___ Stored rows
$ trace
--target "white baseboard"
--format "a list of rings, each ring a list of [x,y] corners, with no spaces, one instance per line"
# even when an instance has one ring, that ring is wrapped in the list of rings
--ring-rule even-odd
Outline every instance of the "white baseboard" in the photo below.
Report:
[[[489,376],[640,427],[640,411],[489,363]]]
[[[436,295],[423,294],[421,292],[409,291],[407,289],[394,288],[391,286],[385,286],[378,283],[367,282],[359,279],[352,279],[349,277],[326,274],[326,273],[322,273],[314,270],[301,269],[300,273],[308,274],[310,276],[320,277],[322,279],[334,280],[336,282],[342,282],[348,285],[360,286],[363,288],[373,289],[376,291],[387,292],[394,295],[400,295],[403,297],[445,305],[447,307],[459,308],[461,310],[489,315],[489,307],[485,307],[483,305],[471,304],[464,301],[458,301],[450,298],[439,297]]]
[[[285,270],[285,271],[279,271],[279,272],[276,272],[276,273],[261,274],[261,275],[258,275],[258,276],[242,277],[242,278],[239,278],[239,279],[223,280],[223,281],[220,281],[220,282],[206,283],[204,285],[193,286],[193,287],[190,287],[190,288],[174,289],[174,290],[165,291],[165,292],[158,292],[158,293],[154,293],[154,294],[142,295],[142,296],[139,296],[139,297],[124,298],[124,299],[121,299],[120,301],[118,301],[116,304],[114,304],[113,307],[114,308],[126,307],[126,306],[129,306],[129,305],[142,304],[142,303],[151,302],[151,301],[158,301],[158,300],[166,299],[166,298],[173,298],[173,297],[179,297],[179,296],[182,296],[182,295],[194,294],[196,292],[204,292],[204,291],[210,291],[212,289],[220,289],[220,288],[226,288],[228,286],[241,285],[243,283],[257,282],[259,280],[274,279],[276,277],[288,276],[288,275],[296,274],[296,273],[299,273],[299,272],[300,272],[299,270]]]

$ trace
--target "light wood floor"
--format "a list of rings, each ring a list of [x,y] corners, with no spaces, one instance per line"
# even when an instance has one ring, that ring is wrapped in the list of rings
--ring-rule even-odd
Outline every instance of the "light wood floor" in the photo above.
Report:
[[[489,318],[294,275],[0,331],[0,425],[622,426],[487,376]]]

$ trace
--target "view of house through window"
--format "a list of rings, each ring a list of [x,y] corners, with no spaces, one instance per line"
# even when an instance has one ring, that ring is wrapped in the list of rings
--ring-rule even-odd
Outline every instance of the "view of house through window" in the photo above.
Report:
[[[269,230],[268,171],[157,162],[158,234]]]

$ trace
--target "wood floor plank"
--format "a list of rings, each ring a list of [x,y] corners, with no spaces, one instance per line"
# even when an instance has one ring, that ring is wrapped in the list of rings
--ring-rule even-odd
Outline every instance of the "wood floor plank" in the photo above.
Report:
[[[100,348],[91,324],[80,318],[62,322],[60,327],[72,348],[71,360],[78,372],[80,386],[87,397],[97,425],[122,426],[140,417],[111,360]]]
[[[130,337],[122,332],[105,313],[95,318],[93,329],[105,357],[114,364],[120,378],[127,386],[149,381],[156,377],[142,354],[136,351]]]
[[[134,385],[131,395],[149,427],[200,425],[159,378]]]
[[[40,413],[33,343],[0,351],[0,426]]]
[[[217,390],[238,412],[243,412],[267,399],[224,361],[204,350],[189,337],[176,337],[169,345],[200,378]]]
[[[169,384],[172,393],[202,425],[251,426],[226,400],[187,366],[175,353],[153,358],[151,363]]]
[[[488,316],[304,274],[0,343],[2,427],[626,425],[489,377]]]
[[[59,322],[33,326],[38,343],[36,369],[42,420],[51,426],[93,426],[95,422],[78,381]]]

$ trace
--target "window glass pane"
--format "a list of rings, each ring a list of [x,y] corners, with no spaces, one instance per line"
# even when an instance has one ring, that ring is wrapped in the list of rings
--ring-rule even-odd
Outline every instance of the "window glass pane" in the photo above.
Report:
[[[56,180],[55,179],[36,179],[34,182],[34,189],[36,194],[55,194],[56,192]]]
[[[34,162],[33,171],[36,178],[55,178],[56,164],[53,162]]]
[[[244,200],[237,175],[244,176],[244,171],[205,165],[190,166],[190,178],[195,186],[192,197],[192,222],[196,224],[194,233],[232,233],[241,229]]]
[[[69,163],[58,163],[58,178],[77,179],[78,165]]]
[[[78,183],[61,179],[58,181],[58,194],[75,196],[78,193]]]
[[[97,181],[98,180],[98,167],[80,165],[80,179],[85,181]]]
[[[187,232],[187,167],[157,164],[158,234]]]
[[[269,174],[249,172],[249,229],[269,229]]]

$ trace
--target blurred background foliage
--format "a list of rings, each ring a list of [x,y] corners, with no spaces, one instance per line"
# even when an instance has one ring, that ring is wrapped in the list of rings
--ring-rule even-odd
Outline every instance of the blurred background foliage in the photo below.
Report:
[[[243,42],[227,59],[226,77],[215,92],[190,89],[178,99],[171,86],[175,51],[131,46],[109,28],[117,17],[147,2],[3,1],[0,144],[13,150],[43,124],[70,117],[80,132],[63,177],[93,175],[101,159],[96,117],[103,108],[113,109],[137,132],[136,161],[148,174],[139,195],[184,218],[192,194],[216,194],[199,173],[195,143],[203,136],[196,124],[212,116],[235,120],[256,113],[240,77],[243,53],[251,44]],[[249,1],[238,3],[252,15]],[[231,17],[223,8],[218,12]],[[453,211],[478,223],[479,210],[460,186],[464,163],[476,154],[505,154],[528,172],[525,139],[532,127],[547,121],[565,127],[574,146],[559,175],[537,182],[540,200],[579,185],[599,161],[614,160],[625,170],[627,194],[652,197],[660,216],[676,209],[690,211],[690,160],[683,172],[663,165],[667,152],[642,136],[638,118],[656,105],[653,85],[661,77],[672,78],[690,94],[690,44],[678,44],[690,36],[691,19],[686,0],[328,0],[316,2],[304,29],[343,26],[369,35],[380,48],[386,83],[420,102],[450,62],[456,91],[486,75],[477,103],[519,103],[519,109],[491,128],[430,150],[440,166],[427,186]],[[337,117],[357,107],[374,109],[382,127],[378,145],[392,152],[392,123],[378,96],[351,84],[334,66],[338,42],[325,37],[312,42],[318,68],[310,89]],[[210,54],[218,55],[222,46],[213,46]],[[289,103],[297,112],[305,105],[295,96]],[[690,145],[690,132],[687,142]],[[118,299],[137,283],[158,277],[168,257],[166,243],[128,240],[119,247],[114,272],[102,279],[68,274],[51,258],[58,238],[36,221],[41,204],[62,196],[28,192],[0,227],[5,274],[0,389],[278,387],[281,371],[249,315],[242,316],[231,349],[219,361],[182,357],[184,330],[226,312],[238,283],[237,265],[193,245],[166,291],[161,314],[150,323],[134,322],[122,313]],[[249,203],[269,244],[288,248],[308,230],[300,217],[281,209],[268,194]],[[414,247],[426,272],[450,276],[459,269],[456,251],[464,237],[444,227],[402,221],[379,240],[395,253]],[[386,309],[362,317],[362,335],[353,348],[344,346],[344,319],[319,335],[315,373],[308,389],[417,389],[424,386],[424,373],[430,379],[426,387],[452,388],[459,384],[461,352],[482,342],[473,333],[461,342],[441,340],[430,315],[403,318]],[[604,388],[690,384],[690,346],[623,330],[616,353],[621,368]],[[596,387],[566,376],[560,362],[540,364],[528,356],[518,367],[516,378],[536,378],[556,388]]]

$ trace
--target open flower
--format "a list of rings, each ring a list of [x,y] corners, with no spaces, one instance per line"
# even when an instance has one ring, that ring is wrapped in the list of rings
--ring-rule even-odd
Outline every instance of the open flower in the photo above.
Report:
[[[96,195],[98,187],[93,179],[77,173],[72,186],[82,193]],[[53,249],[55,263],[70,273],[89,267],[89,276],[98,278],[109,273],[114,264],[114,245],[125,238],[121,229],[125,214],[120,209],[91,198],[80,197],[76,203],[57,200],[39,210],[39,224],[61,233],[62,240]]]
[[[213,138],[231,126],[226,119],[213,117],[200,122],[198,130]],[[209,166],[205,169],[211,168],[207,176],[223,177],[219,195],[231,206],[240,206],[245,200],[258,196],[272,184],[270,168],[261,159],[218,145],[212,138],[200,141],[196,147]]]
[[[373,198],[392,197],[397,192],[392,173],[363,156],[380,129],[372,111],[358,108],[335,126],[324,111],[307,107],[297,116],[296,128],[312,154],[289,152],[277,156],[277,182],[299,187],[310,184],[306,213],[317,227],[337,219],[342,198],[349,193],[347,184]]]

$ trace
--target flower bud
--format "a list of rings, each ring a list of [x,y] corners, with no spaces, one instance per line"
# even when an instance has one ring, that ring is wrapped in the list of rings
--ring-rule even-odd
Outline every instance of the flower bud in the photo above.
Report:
______
» Objective:
Please copy the records above word for word, starting at their first line and ending at the line that contains "[[[489,376],[640,427],[640,411],[489,363]]]", with both of those lines included.

» Answer to the exercise:
$ trace
--target "white baseboard"
--format "a list of rings, each ring a list of [x,y] corners, with no spaces, one instance per line"
# even when an instance has one ring, that ring is wrapped in the list of rings
--ring-rule even-odd
Outline every instance of the "white baseboard" in the photo below.
Report:
[[[489,376],[640,427],[640,411],[489,363]]]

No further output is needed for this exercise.